*** Opening Entries provided ***
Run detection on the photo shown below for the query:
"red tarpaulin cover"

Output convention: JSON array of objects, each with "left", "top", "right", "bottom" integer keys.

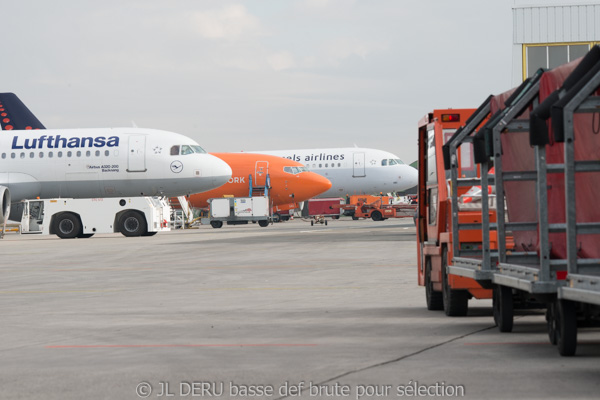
[
  {"left": 492, "top": 88, "right": 538, "bottom": 252},
  {"left": 538, "top": 59, "right": 600, "bottom": 259}
]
*** Closing Entries provided ***
▶ [Exercise] Repeat every line above precisely; pictures do not belong in the copy.

▶ [Output for this task]
Run detection on the photo shown below for the query:
"red tarpaulin cover"

Output convention: JSON array of objects, each with "left", "top", "right", "bottom" integer keys.

[
  {"left": 492, "top": 88, "right": 538, "bottom": 252},
  {"left": 538, "top": 59, "right": 600, "bottom": 259}
]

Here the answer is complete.